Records
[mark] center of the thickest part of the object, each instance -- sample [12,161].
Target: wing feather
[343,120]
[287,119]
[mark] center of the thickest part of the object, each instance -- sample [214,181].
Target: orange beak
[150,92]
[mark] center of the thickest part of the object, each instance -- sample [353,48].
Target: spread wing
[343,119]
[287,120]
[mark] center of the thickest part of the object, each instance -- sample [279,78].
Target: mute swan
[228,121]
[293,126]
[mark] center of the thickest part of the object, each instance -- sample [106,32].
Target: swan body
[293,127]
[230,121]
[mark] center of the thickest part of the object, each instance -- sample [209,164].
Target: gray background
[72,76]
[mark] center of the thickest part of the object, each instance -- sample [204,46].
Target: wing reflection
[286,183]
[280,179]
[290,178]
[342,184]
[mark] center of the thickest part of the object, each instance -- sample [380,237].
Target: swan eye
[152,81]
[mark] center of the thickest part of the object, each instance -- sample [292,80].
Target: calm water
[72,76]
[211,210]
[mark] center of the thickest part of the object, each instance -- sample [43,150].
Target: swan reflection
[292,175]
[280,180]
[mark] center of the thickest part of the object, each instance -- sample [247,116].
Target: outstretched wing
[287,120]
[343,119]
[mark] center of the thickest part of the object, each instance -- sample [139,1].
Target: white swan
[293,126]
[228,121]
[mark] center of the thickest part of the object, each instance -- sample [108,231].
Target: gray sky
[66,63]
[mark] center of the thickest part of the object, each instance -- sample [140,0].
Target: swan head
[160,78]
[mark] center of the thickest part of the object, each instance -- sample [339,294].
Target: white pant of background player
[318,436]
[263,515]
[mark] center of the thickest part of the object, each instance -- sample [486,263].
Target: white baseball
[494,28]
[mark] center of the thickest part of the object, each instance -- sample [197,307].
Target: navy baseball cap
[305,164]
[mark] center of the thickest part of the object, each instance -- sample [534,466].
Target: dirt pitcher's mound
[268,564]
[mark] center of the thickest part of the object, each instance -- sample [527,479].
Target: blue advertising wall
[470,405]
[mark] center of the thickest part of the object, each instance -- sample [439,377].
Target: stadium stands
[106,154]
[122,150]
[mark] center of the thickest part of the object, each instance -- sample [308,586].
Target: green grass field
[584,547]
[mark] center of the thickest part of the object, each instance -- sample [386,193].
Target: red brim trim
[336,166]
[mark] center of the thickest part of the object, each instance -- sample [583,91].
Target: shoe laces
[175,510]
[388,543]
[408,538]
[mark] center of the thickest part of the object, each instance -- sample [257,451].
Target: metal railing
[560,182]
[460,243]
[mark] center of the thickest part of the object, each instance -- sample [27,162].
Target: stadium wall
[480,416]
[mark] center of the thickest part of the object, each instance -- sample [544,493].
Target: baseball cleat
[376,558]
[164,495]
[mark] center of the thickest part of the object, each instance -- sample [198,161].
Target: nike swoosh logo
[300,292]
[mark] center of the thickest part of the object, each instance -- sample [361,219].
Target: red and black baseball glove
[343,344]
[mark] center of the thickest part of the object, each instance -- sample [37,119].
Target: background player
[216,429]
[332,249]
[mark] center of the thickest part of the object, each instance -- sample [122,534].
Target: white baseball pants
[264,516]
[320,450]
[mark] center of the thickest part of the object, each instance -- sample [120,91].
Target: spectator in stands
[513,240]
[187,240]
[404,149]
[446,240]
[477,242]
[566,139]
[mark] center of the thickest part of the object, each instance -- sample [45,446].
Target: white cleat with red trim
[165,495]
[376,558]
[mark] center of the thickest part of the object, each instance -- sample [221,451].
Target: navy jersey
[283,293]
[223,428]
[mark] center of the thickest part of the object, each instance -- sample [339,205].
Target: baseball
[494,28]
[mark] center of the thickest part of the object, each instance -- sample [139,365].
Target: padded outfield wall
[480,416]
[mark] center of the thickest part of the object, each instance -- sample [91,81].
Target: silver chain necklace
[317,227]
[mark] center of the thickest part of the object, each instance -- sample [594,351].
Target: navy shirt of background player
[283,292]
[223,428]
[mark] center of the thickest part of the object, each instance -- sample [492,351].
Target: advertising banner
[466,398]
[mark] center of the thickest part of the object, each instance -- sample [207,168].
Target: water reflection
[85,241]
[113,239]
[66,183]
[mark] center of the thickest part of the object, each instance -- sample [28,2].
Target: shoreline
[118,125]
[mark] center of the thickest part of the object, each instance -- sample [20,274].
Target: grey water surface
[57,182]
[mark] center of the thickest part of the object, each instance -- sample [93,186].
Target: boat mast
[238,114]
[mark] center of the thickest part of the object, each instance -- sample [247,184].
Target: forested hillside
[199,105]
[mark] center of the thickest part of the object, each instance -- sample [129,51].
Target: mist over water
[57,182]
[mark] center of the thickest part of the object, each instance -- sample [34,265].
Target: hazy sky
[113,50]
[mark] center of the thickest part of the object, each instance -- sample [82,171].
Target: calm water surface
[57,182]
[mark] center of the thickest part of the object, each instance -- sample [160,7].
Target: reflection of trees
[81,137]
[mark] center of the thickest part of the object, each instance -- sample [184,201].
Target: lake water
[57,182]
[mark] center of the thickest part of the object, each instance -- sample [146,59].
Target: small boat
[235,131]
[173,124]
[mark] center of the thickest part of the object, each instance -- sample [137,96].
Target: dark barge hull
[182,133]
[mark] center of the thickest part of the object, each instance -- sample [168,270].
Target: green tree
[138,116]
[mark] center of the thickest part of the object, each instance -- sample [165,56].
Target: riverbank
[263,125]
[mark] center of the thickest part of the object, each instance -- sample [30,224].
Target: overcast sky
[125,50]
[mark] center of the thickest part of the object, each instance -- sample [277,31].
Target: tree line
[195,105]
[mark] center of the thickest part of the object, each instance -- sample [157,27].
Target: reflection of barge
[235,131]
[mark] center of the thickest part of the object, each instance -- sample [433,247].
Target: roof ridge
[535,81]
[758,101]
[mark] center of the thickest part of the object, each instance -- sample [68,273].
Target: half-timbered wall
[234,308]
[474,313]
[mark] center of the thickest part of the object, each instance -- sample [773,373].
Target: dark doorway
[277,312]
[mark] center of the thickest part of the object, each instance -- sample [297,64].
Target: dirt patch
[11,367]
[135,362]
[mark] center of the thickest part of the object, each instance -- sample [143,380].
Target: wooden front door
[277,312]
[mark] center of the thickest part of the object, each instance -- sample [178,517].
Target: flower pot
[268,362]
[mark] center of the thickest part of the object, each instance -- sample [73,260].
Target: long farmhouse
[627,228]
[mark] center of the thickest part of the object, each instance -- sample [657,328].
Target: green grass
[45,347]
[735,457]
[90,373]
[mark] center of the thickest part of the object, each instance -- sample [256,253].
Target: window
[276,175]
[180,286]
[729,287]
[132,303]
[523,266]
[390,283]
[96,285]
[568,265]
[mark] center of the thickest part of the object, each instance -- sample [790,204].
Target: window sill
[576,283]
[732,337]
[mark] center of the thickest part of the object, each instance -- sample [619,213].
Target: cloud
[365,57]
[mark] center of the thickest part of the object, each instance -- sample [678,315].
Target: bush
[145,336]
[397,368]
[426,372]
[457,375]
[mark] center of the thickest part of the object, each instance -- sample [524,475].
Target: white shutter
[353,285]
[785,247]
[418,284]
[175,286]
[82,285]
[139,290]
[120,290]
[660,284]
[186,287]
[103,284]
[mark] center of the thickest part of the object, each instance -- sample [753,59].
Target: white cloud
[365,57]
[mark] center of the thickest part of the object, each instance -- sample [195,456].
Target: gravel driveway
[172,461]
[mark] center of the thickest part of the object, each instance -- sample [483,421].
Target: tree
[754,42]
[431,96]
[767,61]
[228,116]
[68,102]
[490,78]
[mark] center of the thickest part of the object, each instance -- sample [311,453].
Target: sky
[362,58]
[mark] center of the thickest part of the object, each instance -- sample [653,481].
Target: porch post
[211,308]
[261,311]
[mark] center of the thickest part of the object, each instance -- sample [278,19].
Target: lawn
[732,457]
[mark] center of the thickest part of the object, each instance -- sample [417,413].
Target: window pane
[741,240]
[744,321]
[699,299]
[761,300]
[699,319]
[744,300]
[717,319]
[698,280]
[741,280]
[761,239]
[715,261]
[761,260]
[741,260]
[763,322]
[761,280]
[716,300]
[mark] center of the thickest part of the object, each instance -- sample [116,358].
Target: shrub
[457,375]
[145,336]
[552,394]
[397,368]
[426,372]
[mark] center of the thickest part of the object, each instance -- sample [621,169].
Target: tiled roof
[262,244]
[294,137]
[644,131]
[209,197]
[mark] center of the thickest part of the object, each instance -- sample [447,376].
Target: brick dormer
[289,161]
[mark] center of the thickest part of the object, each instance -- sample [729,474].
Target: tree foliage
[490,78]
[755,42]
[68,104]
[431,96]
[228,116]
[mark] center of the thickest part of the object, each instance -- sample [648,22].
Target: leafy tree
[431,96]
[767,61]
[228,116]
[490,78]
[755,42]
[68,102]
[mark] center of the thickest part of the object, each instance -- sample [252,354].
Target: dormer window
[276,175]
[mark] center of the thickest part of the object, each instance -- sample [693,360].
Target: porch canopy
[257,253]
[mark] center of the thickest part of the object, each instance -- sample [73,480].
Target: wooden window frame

#### Problem to solve:
Write out again the part of the listing that opens with the line containing "-- sample [447,376]." and closes at the end of the listing, keeping every request line. Add 31 to each coordinate in the answers, but leave the sample coordinates unchanged.

#### The response:
[mark] center of the thickest part of the object, each instance -- sample [447,376].
Target: brick dormer
[320,192]
[mark] center of the thickest part of the object, each instance -- sample [729,474].
Target: tree foliage
[521,109]
[786,73]
[99,135]
[462,127]
[259,147]
[mark] center of the thickest part of the object, each instance -- sample [648,22].
Target: leafy tree
[462,127]
[798,92]
[259,147]
[521,109]
[786,73]
[99,133]
[mark] center of the thickest part of the object, each instance -- sample [252,354].
Target: dormer window
[307,206]
[mark] center of the thickest part of the object, each instance -- sample [693,360].
Target: porch canopy
[288,284]
[mark] center of the thickest part of the object, each instance -- sample [73,480].
Target: wooden window frame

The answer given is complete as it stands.